# TEXTO DE LEITURA:
Zona Oeste concentra o maior número de registros
Baseado nos dados do Dossiê Mulher, do Instituto de Segurança Pública, o estudo do RCV mostra que as agressões resultantes de violência doméstica que chegaram às delegacias passaram de 6,4 mil em 2007 para 9,4 mil em 2008 (um aumento de 45%). Já as ameaças passaram de 4,5 mil para 6,6 mil (47% a mais). A Zona Oeste foi a área com maior quantidade de registros. Em 2008, foram 1.853 casos de lesão corporal (166% a mais que em 2007) e 1.544 de ameaça (78% a mais), somente nas regiões administrativas de Campo Grande e Guaratiba.
Estatísticas do Disque-Denúncia confirmam a tendência. Campo Grande teve o maior número de denúncias em 2008, 50 de um total de 777 na cidade. Criado em junho de 2007, o Juizado de Violência Doméstica de Campo Grande já teve 13.085 processos instaurados.
Lei prevê a prisão em flagrante do agressor
Na contramão dessa tendência, as RAs da Barra da Tijuca, Lagoa e Rocinha, Copacabana, Ilha do Governador e Paquetá, Maré e Ramos tiveram redução nos números de registros de agressões entre 2007 e 2008. Já os de ameaças subiram na maioria dessas regiões. Na Barra, por exemplo, o decréscimo das notificações de lesão corporal proveniente de violência doméstica foi de 60%, caindo de 621 para 246 casos - mas as de ameaças subiram 14% (de 129 para 148). Já na Lagoa e na Rocinha, as agressões caíram 57% no período e as ameaças tiveram redução de 6%.

(Registros de uma fonte de dados)
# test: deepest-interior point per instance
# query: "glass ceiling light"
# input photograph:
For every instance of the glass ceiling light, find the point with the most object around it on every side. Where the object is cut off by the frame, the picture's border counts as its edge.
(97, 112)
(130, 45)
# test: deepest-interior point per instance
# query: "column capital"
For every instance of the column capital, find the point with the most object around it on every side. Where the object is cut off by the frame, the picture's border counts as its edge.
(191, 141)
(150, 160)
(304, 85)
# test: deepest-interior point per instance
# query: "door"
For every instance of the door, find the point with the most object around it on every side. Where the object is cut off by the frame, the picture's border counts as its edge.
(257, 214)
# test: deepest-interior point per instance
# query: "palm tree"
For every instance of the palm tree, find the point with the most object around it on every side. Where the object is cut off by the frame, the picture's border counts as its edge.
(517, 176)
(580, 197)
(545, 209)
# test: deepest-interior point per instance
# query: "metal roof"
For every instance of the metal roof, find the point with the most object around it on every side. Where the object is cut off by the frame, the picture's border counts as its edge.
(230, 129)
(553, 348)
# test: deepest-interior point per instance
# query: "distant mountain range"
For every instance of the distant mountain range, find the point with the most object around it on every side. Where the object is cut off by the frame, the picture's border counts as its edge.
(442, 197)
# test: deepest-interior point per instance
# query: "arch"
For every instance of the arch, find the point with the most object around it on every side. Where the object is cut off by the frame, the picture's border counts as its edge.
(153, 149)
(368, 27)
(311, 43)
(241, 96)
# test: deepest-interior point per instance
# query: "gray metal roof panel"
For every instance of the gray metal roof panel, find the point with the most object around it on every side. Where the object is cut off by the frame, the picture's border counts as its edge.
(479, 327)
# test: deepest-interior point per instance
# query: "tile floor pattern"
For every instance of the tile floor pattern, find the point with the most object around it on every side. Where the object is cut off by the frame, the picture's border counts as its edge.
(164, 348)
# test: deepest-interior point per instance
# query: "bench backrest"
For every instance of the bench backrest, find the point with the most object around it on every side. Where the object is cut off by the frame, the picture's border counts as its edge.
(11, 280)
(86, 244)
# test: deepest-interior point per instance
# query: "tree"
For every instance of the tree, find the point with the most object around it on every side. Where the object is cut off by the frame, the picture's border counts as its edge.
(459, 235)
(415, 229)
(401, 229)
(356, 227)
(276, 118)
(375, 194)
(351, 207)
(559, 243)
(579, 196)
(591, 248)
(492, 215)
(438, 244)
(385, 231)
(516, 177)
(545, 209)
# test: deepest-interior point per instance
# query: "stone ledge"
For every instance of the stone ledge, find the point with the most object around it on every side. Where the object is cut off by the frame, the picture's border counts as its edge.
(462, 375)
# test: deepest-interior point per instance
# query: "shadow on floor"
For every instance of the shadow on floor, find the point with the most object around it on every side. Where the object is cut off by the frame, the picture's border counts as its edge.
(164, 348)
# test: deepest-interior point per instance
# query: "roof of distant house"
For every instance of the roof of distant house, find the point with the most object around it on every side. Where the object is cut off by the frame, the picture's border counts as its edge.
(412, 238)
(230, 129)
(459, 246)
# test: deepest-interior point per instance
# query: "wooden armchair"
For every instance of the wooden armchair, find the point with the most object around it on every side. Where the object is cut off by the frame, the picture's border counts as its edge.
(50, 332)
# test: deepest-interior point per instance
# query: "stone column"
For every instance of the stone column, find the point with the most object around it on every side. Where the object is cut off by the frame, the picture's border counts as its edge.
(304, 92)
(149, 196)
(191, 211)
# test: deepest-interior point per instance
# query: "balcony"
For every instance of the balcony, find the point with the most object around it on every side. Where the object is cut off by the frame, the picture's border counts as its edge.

# INSTRUÇÕES:
1) Com base no texto sobre violência doméstica, responda:
(a) Em que dados se baseia o estudo do RCV?
(b) Quando foi criado o Juizado de Violência Doméstica de Campo Grande?
(c) Quantos casos de lesão corporal decorrentes de violência doméstica foram registrados na Barra em 2008?
2) Explique por que o texto sobre violência doméstica afirma que algumas regiões administrativas estão "Na contramão dessa tendência".
3) Retome o texto sobre violência doméstica a partir do ponto em que ele para.
As linhas não têm nenhuma relação com o texto sobre violência doméstica.

# RESPOSTAS:
1)
(a) Nos dados do Dossiê Mulher, do Instituto de Segurança Pública.
(b) Em junho de 2007.
(c) 246 casos.

2) Porque as agressões por violência doméstica registradas nas delegacias aumentaram 45% de 2007 para 2008, mas as RAs da Barra da Tijuca, Lagoa e Rocinha, Copacabana, Ilha do Governador e Paquetá, Maré e Ramos tiveram redução nesses registros no mesmo período.

3)
Diretora da Divisão de Polícia de Atendimento à Mulher, a delegada Marta Rocha destaca que o aumento geral dos números de registros de agressão e ameaça se deve não ao crescimento da violência doméstica em si, mas à maior notificação dos casos, como resultado da Lei Maria da Penha. Agora, além da possibilidade da prisão em flagrante do agressor, a Justiça pode determinar, em até 48 horas do registro na delegacia, medidas de proteção, como o afastamento do homem da residência. E a mulher é inserida numa rede de amparo. No entanto, apesar do avanço trazido pela lei, para a delegada, a violência doméstica ainda precisa ser debatida pela sociedade.
A juíza Adriana Ramos, titular do I Juizado de Violência Doméstica Familiar Contra a Mulher, considera a Lei Maria da Penha um avanço na proteção dos direitos humanos da mulher, mas insiste que os governos e a sociedade precisam dar mais importância ao tema. Desde que foi criado, em junho de 2007, o I Juizado já teve abertos 21.083 processos, dos quais cerca de 14 mil ainda tramitam. Diariamente, são realizadas de 20 a 30 audiências. E cada processo leva de seis meses a um ano para ser concluído. Se o réu estiver preso, o prazo cai para até três meses.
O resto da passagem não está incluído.